Article:
A profile in the HoS of NZ First MP Tracey Martin. I have no issue with Ms Martin and wish her well in Parliament. But one statement from her I take issue with:
Martin’s decision to enter politics came out of frustration with her local representation. “Our MP was Lockwood Smith, and a number of policies came in which I disagreed with: prostitution reform and the lowering of the drinking age. The community asked him to take a stand and he followed the party line.”
Lockwood did not follow the party line. There was no party line. Both those issues were conscience issues. Lockwood voted on those law changes on the basis of what he thought was best for New Zealand.
Far from Lockwood voting on the party line, he was one of a very small number of National MPs who voted for decriminalising solicitation.
In terms of voting as your community wishes, does that mean Ms Martin would vote to decriminalise cannabis if a poll showed the majority of her community supported it?

What to do:
a) Set down, word for word, the passage of the commentary on Tracey Martin from "Lockwood did not" to "for New Zealand.".
b) Take the commentary on Tracey Martin further, starting after its final sentence.

Saved entries:
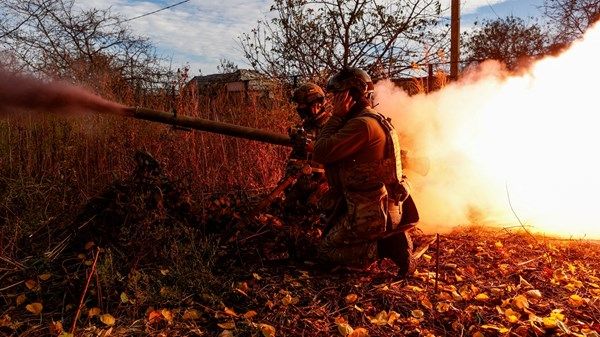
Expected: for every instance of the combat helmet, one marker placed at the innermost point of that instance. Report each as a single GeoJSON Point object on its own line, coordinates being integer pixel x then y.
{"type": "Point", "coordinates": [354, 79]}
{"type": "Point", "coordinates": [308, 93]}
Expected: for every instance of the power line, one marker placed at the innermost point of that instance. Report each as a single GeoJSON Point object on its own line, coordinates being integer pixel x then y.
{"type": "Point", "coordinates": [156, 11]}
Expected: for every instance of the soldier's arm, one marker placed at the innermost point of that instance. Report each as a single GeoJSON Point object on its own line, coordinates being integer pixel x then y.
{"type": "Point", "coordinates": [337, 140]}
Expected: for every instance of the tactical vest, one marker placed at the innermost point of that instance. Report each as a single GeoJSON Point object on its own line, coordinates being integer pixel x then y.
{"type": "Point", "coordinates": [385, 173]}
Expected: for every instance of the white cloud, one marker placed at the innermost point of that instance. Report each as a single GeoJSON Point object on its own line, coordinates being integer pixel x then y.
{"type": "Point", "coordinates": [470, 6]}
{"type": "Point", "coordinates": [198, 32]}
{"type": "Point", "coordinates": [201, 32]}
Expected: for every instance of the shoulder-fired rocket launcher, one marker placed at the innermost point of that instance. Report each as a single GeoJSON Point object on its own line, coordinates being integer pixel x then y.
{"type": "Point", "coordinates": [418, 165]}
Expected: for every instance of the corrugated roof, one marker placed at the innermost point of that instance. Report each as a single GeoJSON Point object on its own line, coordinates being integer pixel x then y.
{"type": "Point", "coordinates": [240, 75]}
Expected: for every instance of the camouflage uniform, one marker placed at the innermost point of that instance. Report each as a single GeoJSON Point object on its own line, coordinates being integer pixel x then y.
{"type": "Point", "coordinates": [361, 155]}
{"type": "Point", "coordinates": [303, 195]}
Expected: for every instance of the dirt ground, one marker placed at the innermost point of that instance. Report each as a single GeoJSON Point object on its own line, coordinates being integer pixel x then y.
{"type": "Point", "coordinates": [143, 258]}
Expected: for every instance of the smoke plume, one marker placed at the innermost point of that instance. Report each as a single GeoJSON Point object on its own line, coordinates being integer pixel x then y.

...

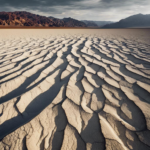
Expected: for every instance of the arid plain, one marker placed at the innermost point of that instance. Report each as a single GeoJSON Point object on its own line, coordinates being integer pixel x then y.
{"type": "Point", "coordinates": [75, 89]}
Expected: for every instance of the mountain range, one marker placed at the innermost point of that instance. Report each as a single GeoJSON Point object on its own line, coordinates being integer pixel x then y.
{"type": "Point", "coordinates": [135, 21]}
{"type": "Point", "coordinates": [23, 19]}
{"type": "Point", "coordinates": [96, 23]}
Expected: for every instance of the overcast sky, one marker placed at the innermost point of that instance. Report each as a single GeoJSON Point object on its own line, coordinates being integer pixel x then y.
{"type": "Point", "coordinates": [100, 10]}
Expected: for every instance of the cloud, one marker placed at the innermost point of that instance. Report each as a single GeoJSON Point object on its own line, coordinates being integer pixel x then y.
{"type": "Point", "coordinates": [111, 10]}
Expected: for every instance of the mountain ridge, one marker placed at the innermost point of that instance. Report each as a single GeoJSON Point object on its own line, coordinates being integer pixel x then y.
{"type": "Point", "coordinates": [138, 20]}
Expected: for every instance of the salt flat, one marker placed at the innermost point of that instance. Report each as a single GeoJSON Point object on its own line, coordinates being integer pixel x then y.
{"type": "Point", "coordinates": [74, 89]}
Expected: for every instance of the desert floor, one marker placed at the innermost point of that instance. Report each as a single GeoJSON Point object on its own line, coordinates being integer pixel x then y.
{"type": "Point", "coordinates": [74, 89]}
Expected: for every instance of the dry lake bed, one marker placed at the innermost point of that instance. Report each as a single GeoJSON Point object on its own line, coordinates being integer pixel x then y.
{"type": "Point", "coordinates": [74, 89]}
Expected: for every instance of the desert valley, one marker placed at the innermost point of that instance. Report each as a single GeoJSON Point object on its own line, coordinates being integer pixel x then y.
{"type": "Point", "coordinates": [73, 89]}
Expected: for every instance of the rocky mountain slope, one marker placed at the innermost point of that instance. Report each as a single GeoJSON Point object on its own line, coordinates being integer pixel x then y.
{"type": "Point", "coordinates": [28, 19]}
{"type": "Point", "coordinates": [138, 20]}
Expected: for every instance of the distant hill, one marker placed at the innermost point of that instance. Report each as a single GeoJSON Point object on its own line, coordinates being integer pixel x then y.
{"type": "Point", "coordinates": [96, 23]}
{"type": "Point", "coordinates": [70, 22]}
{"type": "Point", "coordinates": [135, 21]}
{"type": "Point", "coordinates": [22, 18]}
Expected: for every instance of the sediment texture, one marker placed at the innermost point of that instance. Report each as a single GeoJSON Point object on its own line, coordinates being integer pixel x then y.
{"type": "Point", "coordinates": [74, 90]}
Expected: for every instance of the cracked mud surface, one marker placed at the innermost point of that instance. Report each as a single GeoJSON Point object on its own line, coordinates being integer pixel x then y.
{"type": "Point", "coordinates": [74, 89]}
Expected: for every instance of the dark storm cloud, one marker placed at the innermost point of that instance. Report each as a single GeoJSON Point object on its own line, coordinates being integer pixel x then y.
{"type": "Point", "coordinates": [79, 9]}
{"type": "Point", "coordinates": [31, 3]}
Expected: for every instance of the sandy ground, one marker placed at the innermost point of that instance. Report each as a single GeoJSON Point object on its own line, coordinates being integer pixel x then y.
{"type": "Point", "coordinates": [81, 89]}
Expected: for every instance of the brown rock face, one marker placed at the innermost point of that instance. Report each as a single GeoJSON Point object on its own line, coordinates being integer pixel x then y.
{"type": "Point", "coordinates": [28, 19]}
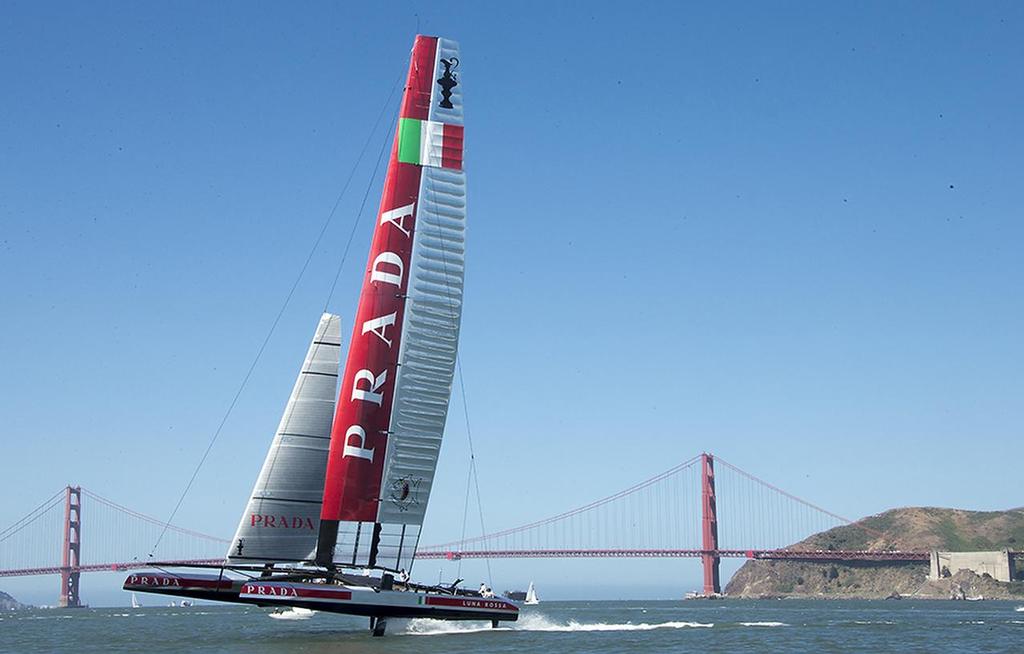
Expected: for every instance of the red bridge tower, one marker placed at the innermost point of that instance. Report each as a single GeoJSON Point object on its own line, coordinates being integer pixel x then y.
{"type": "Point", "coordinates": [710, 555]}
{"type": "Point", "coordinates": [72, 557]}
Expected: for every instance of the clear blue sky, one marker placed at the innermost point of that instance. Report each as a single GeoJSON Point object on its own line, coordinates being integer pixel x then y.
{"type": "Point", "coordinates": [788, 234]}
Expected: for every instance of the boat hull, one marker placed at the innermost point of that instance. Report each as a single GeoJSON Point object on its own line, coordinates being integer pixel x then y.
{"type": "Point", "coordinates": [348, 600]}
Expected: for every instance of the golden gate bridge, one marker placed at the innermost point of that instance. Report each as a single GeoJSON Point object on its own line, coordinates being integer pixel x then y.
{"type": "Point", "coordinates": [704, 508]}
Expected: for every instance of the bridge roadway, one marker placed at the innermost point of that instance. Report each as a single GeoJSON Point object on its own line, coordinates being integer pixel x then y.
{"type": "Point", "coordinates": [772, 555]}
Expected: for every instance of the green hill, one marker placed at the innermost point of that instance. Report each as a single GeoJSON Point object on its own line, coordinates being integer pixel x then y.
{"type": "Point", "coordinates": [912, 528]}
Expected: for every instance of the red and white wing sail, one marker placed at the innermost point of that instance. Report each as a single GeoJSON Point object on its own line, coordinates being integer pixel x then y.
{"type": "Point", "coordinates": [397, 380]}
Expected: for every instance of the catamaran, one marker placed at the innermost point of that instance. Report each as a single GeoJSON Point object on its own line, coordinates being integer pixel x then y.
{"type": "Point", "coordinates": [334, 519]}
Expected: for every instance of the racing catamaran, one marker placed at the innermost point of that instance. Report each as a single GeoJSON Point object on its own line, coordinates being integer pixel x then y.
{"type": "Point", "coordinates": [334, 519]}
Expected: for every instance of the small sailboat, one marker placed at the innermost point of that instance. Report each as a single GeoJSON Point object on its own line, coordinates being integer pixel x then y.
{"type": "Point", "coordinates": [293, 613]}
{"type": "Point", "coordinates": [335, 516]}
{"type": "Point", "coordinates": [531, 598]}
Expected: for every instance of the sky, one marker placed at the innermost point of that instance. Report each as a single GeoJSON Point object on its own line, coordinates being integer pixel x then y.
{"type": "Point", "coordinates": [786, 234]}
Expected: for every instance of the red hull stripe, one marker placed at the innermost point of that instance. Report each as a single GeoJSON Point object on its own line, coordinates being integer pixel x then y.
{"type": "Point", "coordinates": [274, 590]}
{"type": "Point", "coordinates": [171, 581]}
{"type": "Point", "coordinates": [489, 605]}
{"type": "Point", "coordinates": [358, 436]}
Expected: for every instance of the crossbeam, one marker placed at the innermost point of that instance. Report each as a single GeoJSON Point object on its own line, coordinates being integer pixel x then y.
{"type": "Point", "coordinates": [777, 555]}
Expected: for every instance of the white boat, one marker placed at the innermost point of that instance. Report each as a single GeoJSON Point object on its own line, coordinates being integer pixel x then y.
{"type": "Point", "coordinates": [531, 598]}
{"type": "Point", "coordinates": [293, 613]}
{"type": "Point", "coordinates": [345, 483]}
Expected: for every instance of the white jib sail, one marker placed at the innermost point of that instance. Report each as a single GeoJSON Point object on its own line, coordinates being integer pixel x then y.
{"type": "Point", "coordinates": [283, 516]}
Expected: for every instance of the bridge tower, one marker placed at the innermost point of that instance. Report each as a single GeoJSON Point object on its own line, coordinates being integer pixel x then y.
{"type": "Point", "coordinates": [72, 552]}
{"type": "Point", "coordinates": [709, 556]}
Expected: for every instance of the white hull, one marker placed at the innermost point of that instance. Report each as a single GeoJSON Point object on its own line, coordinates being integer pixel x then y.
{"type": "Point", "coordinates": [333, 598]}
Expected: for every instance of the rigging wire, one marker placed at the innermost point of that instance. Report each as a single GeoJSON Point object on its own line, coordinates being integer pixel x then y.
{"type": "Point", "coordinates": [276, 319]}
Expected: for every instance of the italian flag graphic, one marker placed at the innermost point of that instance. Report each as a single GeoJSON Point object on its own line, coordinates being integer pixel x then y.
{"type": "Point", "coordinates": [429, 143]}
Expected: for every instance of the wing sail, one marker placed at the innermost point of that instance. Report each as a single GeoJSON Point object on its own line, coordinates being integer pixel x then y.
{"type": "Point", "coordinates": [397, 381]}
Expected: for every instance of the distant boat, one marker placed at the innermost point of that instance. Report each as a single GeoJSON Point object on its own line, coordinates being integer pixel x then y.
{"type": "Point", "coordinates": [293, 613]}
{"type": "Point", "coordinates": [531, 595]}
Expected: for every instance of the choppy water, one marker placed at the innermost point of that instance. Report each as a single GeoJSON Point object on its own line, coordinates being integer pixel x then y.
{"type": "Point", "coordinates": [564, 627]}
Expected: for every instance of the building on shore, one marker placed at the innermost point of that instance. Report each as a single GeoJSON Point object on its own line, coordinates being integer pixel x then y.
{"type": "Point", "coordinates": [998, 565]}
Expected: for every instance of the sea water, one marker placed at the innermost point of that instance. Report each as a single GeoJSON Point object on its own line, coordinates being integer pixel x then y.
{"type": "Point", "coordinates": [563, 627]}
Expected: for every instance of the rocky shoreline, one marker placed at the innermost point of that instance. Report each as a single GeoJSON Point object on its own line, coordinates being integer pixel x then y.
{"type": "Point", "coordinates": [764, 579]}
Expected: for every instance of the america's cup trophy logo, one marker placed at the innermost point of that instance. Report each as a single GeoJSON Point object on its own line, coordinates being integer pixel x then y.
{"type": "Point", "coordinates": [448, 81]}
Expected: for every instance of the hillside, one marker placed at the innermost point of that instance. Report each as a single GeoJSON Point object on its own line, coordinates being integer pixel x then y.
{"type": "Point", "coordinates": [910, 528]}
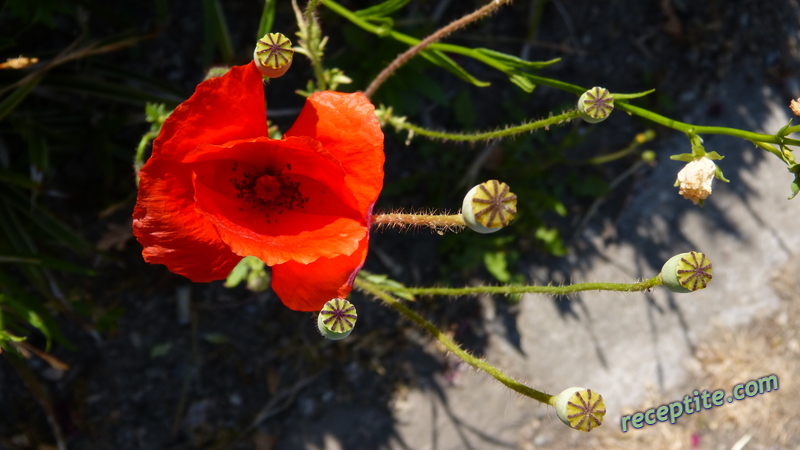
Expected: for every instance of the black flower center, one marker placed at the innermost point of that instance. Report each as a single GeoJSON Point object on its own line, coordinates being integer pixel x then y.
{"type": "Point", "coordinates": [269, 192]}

Answers below:
a)
Lockwood did not follow the party line. There was no party line. Both those issues were conscience issues. Lockwood voted on those law changes on the basis of what he thought was best for New Zealand.

b)
I prefer the wonderful quote from British MP Edmund Burke in 1774:
… it ought to be the happiness and glory of a representative to live in the strictest union, the closest correspondence, and the most unreserved communication with his constituents. Their wishes ought to have great weight with him; their opinion, high respect; their business, unremitted attention. It is his duty to sacrifice his repose, his pleasures, his satisfactions, to theirs; and above all, ever, and in all cases, to prefer their interest to his own. But his unbiased opinion, his mature judgment, his enlightened conscience, he ought not to sacrifice to you, to any man, or to any set of men living. These he does not derive from your pleasure; no, nor from the law and the constitution. They are a trust from Providence, for the abuse of which he is deeply answerable. Your representative owes you, not his industry only, but his judgment; and he betrays, instead of serving you, if he sacrifices it to your opinion.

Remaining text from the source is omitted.